*Reading passage*:
COURT OF CHANCERY OF NEW JERSEY
Jan 13, 1898
67 N.J. Eq. 195 (Ch. Div. 1898)

Summary

In Magowan v. Magowan, 57 N.J. Eq. 195, 39 A. 364, a bill was "filed by a wife against her husband for maintenance under the statute."

Summary of this case from Rodda v. Rodda

Opinion

01-13-1898

MAGOWAN v. MAGOWAN.

Francis C. Lowthorp and Linton S. Satterthwait, for complainant. Edwin R. Walker, for defendant.


Bill by Mary E. Magowan against Frank A. Magowan. Dismissed.

Francis C. Lowthorp and Linton S. Satterthwait, for complainant.

Edwin R. Walker, for defendant.

*Task instructions*:
[A] Answer these questions from the case excerpt:
(i) On what date was the case decided?
(ii) Who appeared for the defendant?
(iii) What was the outcome of the bill?
[B] Rewrite the portion of the case excerpt starting with "In Magowan v." and going on through "complainant. Edwin R. Walker, for defendant.", substituting "plaintiff" for "complainant".
[C] List every attorney named in the case excerpt.
The records that come next are separate material and do not relate to the case excerpt.

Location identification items
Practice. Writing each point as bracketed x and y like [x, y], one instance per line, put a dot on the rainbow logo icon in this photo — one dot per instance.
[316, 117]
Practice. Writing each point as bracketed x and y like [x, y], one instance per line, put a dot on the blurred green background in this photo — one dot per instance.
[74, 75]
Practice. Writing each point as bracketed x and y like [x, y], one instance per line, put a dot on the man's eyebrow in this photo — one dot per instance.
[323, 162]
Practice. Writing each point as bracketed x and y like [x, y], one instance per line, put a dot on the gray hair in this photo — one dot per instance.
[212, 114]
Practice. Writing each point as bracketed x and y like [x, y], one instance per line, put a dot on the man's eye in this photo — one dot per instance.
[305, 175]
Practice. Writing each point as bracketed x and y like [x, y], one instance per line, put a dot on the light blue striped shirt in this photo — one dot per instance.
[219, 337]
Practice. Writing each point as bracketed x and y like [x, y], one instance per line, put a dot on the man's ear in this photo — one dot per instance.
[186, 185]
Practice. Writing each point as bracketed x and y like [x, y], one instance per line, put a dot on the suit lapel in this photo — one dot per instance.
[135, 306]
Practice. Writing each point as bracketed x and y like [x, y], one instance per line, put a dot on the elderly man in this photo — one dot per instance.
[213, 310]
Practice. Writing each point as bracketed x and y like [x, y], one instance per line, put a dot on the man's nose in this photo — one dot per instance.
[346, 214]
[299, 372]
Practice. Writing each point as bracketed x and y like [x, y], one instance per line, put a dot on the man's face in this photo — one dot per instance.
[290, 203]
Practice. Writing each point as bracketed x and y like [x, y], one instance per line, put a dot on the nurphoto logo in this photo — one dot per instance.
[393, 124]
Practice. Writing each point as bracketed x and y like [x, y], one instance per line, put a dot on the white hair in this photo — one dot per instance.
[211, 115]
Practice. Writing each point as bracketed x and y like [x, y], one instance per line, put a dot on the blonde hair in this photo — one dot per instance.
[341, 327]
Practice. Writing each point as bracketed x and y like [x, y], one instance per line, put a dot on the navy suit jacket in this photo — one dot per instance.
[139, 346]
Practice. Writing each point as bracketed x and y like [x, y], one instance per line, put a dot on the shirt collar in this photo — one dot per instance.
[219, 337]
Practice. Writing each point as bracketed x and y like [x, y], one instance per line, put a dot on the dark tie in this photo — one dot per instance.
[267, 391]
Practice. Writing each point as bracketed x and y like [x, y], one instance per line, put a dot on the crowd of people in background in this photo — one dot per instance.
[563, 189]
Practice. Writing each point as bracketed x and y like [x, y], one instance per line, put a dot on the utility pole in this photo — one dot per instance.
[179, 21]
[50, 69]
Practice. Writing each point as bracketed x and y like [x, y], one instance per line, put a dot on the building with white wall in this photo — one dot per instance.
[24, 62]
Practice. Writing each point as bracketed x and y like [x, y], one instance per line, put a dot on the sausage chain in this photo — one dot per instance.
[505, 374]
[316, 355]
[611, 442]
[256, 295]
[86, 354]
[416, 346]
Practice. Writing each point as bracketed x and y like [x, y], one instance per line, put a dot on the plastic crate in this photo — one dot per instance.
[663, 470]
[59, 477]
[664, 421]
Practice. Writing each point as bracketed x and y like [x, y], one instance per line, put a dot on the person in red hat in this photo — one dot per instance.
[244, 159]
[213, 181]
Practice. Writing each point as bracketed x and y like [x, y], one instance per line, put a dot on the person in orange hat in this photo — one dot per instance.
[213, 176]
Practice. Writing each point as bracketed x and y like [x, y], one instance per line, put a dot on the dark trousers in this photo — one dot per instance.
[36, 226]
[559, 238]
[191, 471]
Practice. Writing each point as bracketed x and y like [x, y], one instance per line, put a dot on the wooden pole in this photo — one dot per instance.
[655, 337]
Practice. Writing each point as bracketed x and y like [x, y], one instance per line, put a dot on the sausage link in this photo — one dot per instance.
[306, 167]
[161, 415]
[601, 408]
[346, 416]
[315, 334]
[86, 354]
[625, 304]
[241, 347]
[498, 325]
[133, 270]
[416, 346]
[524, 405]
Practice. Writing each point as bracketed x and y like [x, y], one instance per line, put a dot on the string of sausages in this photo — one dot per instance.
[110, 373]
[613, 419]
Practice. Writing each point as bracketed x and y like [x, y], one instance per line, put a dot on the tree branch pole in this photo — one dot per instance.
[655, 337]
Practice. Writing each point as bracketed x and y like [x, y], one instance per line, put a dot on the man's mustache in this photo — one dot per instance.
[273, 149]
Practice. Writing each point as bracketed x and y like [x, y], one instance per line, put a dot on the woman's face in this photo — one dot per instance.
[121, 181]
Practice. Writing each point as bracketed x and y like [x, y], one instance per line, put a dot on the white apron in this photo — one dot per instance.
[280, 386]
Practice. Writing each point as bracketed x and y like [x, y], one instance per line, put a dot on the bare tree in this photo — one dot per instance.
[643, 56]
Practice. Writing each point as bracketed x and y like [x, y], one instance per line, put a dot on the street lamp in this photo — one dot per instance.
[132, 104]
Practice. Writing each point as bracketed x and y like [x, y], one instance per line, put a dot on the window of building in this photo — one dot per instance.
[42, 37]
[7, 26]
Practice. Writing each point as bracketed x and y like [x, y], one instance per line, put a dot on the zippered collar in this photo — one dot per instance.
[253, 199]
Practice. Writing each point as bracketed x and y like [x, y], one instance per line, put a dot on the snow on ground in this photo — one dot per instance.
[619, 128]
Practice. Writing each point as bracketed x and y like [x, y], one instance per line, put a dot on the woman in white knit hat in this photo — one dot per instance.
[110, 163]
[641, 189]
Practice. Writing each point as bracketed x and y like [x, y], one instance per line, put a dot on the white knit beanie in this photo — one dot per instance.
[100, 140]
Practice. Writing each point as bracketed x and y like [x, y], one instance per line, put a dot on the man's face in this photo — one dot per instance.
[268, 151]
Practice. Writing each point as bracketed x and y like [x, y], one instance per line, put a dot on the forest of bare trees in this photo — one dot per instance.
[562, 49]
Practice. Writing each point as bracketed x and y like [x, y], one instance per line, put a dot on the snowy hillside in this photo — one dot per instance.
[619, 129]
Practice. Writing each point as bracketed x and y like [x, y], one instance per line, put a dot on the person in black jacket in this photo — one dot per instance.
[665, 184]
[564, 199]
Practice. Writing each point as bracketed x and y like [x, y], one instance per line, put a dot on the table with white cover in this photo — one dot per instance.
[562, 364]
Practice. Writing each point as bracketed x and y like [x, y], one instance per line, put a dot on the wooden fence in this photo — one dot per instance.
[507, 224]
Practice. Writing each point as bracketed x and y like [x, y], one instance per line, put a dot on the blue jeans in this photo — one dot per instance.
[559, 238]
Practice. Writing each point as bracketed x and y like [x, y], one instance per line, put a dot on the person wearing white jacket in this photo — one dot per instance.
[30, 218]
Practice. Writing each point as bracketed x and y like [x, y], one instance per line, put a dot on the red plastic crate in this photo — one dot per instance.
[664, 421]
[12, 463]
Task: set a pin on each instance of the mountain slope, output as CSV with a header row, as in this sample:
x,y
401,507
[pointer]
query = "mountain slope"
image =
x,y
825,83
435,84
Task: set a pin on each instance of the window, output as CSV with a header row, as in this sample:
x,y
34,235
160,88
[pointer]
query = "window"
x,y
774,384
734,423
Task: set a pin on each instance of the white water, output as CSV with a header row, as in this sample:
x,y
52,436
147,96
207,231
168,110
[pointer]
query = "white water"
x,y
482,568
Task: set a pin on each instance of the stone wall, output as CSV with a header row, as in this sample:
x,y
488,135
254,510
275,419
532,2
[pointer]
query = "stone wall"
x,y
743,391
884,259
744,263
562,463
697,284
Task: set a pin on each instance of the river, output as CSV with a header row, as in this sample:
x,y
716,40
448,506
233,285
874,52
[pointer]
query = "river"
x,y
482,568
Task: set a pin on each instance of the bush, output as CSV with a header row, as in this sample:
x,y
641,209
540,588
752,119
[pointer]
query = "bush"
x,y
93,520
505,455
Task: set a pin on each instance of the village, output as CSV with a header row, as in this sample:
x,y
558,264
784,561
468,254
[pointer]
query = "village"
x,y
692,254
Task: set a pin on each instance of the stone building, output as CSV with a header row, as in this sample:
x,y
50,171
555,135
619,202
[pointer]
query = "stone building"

*Expected answers*:
[A]
(i) January 13, 1898
(ii) Edwin R. Walker
(iii) It was dismissed.

[B]
In Magowan v. Magowan, 57 N.J. Eq. 195, 39 A. 364, a bill was "filed by a wife against her husband for maintenance under the statute."

Summary of this case from Rodda v. Rodda

Opinion

01-13-1898

MAGOWAN v. MAGOWAN.

Francis C. Lowthorp and Linton S. Satterthwait, for plaintiff. Edwin R. Walker, for defendant.

[C]
Francis C. Lowthorp
Linton S. Satterthwait
Edwin R. Walker